■ INSTRUCTIONS TO FOLLOW
Copy the stretch of the abortion post from "The testimonials are" through "not be moved.", swapping out "testimonials" and putting "accounts" in its place.

■ QUOTED PASSAGE
⟨

Those of you interested in thinking about the topic of abortion may want to read these links. Before I read them I didn't have strong feelings on the matter one way or the other (because while I unavoidably recognized the controversy I largely preferred to avoid it, even though I have at least one friend and at least one relative who have had abortions). After I read them I realized why the government has no business telling people they can't get abortions.

The testimonials are among the best reading I've ever done on any blog. They are eloquent, very moving, and very blunt about the life circumstances in which the women (partnered and not) found themselves. You can't read this stuff and not be moved.

kathy a.

thanks again, oddjob.

i think that women are more likely to have conversations amongst themselves about pregnancy, complications, childbirth, and all the difficulties associated therewith -- including these most personal and difficult choices.

childbearing is not always easy-peasy. my aunt's first had a birth accident. a friend's fetus died, and she had to deliver a dead baby at 8 months. someone in my lamaze class died of an amniotic fluid embolism; her baby was extremely premature but lived. some friends chose to deliver babiess they knew would be seriously and permanently disabled, and others chose the opposite. one blogger had a late-term abortion when one fetus died and the other was nearly certainly doomed, and her own life was in danger. my son's kindergarten teacher, diagnosed with cervical cancer, had to shop for another doctor who did not automatically believe a full hysterectomy was required; she wanted a child of her own, and later had one. oh, the heartbreaking stories of older women -- one woman of the dust bowl was pregnant 25 times, delivering 12 live children [none with medical care], and there was never enough food -- another who desperately tried to self-abort since she had no way to care for the ones she had, and she nearly died -- another who had a diaphragm for birth control, but her husband cut it up. there are endless stories of women who had birth control failures, and could not then raise a child the way they wanted. women stuff.

[not all these stories have to do with abortion; but part of what affects those humans who can bear children is what can go wrong.]

obviously, i'm very glad that men join that conversation in roles other than dictating what is to be done. there have long been male supporters of choice -- one friend's dad was a doctor who began and sustained a planned parenthood clinic in a very poor part of texas, in the 1960's -- but a lot of the public/political conversation is not about the real and very personal nitty gritty that actual people face.

⟩

■ RECORDED INFORMATION
⟨

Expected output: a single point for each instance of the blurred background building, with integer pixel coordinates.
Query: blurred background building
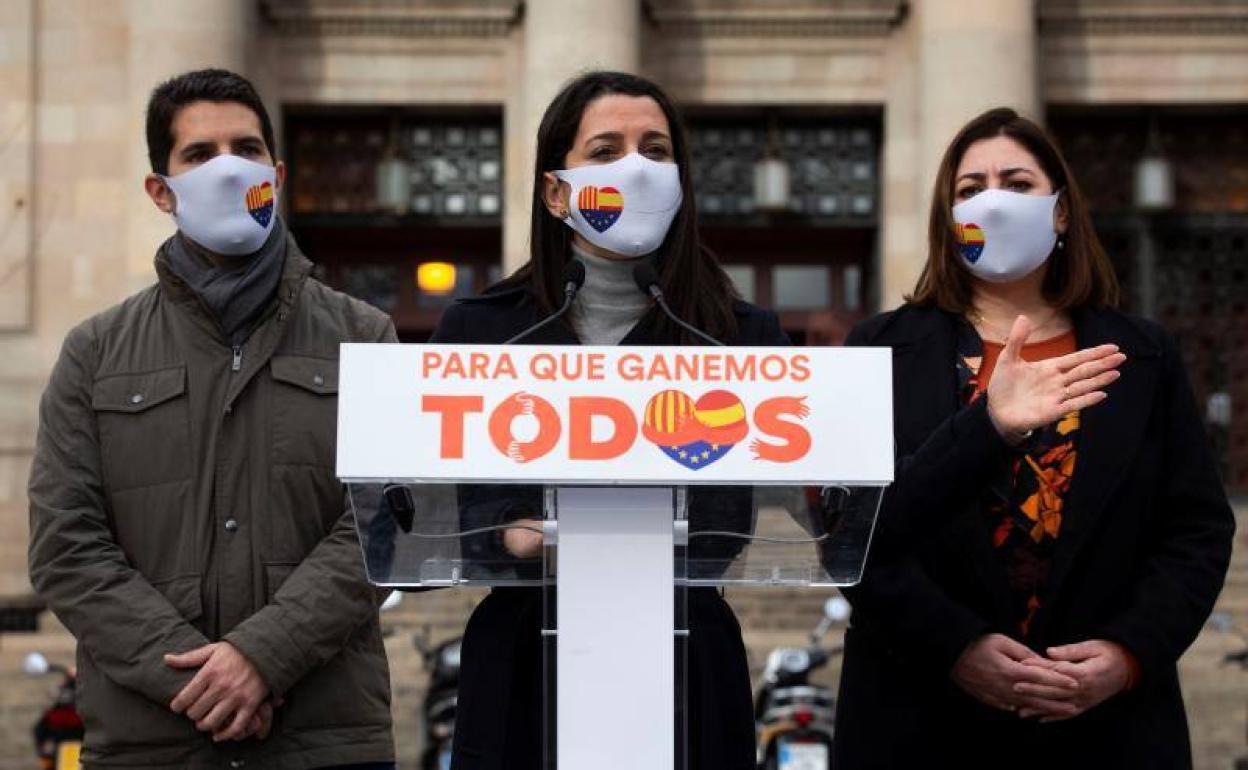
(816, 130)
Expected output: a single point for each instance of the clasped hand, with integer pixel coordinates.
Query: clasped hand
(226, 696)
(1066, 682)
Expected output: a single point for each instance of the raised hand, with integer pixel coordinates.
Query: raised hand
(1023, 394)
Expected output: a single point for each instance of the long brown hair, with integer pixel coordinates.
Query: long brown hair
(1078, 273)
(694, 282)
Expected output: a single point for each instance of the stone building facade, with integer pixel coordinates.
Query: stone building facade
(879, 86)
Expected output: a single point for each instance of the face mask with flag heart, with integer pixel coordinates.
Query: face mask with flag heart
(625, 206)
(226, 205)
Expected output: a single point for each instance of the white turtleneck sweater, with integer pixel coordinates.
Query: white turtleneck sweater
(609, 303)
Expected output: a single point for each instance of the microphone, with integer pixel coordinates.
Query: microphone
(573, 278)
(648, 281)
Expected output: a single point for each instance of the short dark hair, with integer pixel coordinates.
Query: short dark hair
(201, 85)
(1080, 275)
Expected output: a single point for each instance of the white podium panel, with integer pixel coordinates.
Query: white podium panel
(614, 414)
(642, 473)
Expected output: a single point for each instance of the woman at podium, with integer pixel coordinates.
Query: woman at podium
(1056, 534)
(612, 192)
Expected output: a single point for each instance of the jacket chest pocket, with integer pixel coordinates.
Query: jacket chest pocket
(305, 408)
(145, 433)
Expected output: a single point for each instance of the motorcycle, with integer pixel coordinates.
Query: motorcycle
(794, 716)
(441, 699)
(1222, 622)
(59, 730)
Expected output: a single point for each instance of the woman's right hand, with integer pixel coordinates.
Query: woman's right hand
(991, 667)
(1025, 396)
(524, 538)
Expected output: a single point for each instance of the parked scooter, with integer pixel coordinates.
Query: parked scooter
(441, 699)
(1224, 623)
(59, 730)
(794, 716)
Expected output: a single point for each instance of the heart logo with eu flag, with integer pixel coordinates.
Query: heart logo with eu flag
(970, 241)
(694, 433)
(260, 204)
(600, 206)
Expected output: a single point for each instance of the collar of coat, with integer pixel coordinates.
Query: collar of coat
(295, 271)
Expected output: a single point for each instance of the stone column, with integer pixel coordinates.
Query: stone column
(169, 38)
(560, 39)
(952, 60)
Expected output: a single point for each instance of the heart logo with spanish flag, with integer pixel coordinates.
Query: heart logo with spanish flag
(600, 206)
(694, 433)
(260, 204)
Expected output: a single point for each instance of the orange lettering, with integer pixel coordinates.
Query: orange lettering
(779, 418)
(582, 412)
(429, 362)
(453, 408)
(514, 406)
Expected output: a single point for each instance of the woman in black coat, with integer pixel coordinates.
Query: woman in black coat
(624, 130)
(1056, 534)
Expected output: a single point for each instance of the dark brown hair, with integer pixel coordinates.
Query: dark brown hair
(189, 87)
(694, 282)
(1078, 275)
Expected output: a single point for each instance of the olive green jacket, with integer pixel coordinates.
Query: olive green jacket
(185, 492)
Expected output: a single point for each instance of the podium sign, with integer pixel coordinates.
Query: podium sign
(614, 414)
(645, 472)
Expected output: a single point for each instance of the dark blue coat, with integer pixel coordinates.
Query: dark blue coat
(1145, 544)
(499, 713)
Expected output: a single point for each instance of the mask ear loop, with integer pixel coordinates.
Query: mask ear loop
(1061, 236)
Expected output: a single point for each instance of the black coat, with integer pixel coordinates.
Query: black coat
(499, 724)
(1145, 545)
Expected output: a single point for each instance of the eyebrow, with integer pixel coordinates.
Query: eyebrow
(237, 141)
(979, 175)
(617, 136)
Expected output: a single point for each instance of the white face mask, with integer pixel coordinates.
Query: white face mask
(227, 205)
(625, 206)
(1004, 236)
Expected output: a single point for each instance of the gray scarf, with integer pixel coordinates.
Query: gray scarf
(238, 290)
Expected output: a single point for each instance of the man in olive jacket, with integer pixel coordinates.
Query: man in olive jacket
(186, 523)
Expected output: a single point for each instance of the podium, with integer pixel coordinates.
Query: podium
(638, 474)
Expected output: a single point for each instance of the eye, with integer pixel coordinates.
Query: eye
(970, 191)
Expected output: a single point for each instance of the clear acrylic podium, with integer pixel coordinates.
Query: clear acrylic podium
(623, 558)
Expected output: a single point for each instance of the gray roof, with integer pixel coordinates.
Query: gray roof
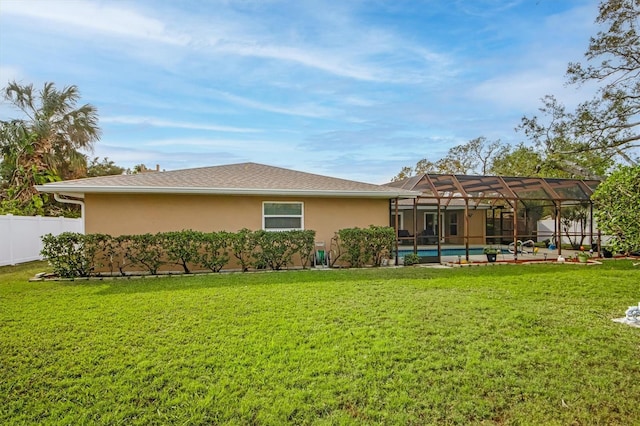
(233, 179)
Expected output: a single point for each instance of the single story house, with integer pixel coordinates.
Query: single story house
(227, 198)
(464, 211)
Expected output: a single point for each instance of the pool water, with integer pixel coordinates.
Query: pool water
(443, 252)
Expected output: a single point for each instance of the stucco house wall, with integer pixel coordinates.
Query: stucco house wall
(120, 214)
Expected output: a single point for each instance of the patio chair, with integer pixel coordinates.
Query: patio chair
(320, 256)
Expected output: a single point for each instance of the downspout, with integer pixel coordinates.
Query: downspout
(466, 228)
(58, 198)
(396, 226)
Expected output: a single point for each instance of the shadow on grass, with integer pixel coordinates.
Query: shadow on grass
(446, 278)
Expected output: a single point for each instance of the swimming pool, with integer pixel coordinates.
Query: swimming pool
(443, 252)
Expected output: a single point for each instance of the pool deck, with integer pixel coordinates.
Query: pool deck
(503, 256)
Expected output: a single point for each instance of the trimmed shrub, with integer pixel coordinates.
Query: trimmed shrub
(243, 246)
(379, 242)
(182, 247)
(78, 255)
(304, 244)
(67, 255)
(145, 250)
(411, 259)
(359, 246)
(278, 248)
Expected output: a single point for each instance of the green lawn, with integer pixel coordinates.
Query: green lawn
(528, 344)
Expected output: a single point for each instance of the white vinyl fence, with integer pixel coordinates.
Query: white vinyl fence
(20, 236)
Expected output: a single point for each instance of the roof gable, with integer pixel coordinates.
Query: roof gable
(242, 178)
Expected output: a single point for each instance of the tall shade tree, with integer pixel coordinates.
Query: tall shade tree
(617, 200)
(608, 126)
(46, 143)
(475, 156)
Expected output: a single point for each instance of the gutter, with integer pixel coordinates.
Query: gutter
(70, 191)
(57, 197)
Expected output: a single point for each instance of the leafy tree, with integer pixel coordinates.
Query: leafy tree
(607, 126)
(519, 161)
(475, 156)
(617, 202)
(105, 167)
(45, 144)
(562, 150)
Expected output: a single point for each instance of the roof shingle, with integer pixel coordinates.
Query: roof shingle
(245, 178)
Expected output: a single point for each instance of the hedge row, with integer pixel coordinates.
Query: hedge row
(362, 246)
(78, 255)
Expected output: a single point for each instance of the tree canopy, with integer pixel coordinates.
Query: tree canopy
(585, 143)
(606, 128)
(617, 200)
(45, 144)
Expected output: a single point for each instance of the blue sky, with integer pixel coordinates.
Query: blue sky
(351, 89)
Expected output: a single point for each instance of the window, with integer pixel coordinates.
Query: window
(453, 224)
(400, 220)
(282, 216)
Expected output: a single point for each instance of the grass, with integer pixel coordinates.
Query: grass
(527, 344)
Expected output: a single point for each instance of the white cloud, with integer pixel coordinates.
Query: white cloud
(303, 110)
(106, 18)
(156, 122)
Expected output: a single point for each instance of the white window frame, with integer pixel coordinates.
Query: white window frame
(400, 219)
(301, 216)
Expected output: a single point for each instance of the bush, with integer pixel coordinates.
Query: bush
(359, 246)
(379, 242)
(145, 250)
(78, 255)
(278, 248)
(411, 259)
(182, 247)
(67, 255)
(243, 246)
(304, 244)
(213, 252)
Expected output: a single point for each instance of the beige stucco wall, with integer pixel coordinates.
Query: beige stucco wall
(120, 214)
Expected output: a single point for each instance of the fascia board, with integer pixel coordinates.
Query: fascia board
(75, 191)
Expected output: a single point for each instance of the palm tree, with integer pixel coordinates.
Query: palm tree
(46, 144)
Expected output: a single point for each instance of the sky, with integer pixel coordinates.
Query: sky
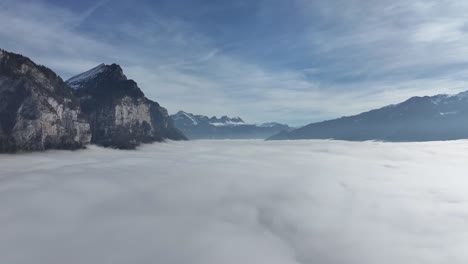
(230, 202)
(296, 61)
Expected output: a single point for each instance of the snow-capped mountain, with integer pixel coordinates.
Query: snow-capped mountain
(203, 127)
(439, 117)
(82, 79)
(120, 115)
(38, 111)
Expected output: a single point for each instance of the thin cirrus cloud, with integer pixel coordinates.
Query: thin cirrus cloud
(262, 60)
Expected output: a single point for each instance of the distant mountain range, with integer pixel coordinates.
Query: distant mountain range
(428, 118)
(39, 111)
(203, 127)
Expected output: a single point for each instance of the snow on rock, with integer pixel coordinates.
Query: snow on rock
(75, 82)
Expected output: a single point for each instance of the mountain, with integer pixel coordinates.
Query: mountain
(38, 111)
(203, 127)
(119, 113)
(440, 117)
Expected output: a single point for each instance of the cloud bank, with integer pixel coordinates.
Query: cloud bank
(237, 202)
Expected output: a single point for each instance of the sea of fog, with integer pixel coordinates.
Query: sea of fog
(231, 202)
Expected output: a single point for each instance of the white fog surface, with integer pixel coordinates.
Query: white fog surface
(231, 202)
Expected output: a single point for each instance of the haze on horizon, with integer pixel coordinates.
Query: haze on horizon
(288, 61)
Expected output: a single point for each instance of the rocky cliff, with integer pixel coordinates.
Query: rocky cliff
(119, 113)
(38, 110)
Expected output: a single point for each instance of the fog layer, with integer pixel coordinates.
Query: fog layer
(230, 202)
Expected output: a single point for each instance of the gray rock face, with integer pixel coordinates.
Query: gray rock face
(38, 111)
(203, 127)
(119, 113)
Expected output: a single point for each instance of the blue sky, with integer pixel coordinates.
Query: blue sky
(294, 61)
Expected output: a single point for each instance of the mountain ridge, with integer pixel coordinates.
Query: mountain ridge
(204, 127)
(419, 118)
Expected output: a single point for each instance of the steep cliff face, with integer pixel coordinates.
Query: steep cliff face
(38, 111)
(119, 113)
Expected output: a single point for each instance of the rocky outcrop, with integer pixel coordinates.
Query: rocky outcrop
(38, 111)
(119, 113)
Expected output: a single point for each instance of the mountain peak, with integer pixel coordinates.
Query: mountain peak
(102, 71)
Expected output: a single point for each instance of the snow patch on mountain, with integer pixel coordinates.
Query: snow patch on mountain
(76, 81)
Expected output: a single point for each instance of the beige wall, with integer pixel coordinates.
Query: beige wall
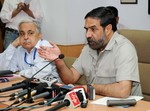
(71, 50)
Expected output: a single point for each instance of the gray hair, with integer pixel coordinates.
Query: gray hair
(37, 25)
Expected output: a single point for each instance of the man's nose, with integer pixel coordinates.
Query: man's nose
(88, 34)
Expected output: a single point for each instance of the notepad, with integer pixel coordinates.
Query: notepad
(27, 2)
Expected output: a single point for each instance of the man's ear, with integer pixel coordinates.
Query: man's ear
(108, 29)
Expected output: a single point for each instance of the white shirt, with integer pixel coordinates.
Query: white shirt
(6, 56)
(21, 61)
(10, 5)
(121, 26)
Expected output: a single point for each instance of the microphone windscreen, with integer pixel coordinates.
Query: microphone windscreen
(41, 87)
(61, 56)
(130, 102)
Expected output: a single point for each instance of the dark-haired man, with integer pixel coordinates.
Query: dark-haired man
(109, 61)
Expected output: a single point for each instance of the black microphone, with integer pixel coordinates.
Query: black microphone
(18, 94)
(38, 89)
(61, 56)
(17, 86)
(72, 100)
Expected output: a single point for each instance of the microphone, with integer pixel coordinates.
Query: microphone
(71, 100)
(130, 102)
(17, 86)
(18, 94)
(38, 89)
(61, 56)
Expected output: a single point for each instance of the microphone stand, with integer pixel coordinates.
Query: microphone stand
(29, 100)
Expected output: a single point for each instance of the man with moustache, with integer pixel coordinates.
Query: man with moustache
(109, 61)
(26, 59)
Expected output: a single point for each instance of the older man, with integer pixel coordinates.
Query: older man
(26, 59)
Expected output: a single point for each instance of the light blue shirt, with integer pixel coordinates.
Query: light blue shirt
(29, 63)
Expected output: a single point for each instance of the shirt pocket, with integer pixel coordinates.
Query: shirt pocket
(105, 77)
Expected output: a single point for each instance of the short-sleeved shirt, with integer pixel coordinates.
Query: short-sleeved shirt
(117, 62)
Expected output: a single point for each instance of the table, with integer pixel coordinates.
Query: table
(140, 106)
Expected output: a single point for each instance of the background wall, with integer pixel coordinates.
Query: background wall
(64, 19)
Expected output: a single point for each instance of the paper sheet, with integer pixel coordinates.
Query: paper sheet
(103, 101)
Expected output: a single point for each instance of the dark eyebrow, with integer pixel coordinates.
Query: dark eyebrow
(90, 27)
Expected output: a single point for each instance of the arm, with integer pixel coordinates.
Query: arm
(67, 75)
(120, 89)
(6, 56)
(28, 11)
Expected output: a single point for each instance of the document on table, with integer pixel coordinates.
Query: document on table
(103, 101)
(27, 2)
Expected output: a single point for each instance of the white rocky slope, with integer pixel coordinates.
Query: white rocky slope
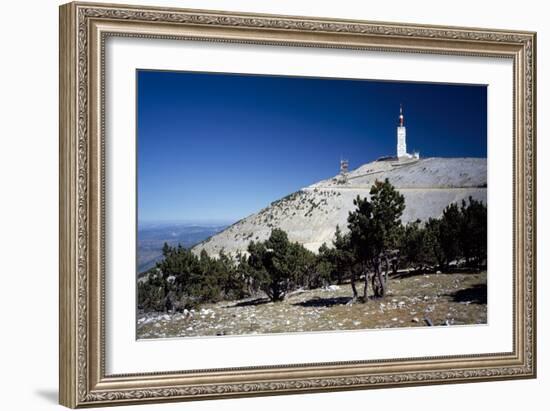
(310, 215)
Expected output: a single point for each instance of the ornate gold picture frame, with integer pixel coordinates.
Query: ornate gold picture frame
(84, 30)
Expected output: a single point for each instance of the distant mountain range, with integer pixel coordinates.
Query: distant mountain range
(152, 236)
(310, 215)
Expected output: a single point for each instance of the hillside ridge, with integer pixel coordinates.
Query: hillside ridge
(311, 214)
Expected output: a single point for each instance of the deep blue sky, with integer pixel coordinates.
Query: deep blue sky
(218, 147)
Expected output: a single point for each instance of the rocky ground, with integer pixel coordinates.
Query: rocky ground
(412, 301)
(310, 215)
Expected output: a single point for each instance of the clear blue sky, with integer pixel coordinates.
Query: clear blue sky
(218, 147)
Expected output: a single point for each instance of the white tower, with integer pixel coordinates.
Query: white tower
(401, 136)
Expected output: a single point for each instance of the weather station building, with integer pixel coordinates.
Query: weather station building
(402, 140)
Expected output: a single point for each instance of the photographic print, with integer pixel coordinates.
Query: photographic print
(282, 204)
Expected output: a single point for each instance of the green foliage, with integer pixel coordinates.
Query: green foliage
(460, 235)
(473, 232)
(449, 231)
(184, 280)
(375, 229)
(376, 238)
(278, 265)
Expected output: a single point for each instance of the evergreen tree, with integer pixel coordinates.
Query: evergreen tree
(374, 232)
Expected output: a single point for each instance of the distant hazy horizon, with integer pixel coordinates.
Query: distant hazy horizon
(215, 148)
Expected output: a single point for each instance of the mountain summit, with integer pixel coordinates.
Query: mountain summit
(310, 215)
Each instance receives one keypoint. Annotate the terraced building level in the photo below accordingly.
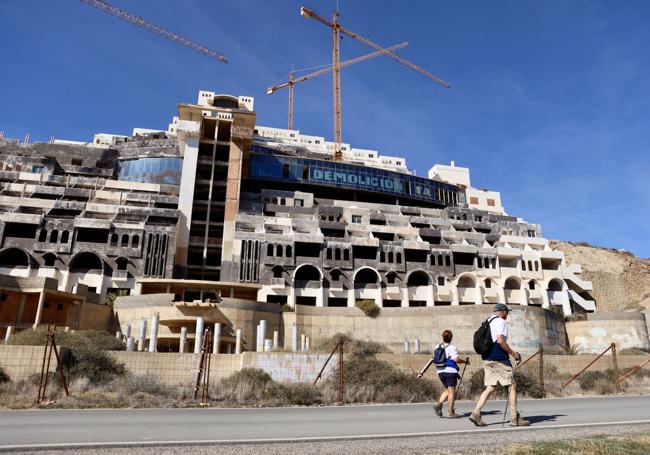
(219, 218)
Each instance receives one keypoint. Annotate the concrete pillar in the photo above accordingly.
(216, 345)
(198, 337)
(238, 341)
(21, 309)
(405, 296)
(351, 298)
(153, 339)
(39, 309)
(294, 338)
(10, 331)
(143, 335)
(263, 327)
(182, 346)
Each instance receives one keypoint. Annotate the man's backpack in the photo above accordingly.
(483, 338)
(440, 356)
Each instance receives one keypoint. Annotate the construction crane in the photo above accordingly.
(337, 29)
(293, 81)
(140, 22)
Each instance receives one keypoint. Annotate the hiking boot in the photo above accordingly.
(475, 418)
(519, 421)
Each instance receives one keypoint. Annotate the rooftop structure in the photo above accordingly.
(216, 207)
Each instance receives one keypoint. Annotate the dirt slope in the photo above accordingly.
(621, 280)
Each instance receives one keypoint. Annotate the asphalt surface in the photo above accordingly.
(52, 429)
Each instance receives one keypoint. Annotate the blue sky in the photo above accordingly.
(550, 101)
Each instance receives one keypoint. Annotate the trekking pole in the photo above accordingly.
(514, 381)
(460, 381)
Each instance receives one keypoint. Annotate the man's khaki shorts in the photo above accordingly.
(497, 373)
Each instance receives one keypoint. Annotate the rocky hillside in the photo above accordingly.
(621, 280)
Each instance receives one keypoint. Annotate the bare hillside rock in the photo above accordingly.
(621, 280)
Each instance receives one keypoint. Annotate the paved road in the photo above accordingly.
(80, 428)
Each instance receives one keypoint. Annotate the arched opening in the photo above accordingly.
(85, 262)
(49, 259)
(305, 274)
(418, 278)
(14, 257)
(512, 283)
(122, 263)
(555, 285)
(278, 271)
(364, 277)
(466, 281)
(336, 274)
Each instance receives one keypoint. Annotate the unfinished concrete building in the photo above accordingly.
(215, 215)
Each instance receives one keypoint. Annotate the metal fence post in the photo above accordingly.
(541, 368)
(615, 362)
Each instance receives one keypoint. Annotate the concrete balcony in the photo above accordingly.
(277, 283)
(514, 296)
(467, 294)
(120, 275)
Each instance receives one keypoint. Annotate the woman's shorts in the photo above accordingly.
(448, 379)
(497, 373)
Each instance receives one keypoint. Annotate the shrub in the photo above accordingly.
(369, 307)
(368, 379)
(85, 338)
(602, 382)
(3, 376)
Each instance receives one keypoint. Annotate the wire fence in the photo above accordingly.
(143, 379)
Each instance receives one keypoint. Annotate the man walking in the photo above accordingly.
(498, 369)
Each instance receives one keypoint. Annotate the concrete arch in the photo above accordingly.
(85, 261)
(304, 266)
(463, 279)
(15, 257)
(416, 272)
(512, 281)
(556, 284)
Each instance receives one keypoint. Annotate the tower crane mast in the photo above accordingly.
(153, 28)
(293, 80)
(337, 30)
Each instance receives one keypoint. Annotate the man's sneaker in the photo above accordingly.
(519, 421)
(475, 418)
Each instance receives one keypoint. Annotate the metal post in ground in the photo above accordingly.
(541, 368)
(238, 341)
(143, 335)
(615, 362)
(183, 341)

⟩

■ RESPONSE TO THE EXERCISE
The accounts are among the best reading I've ever done on any blog. They are eloquent, very moving, and very blunt about the life circumstances in which the women (partnered and not) found themselves. You can't read this stuff and not be moved.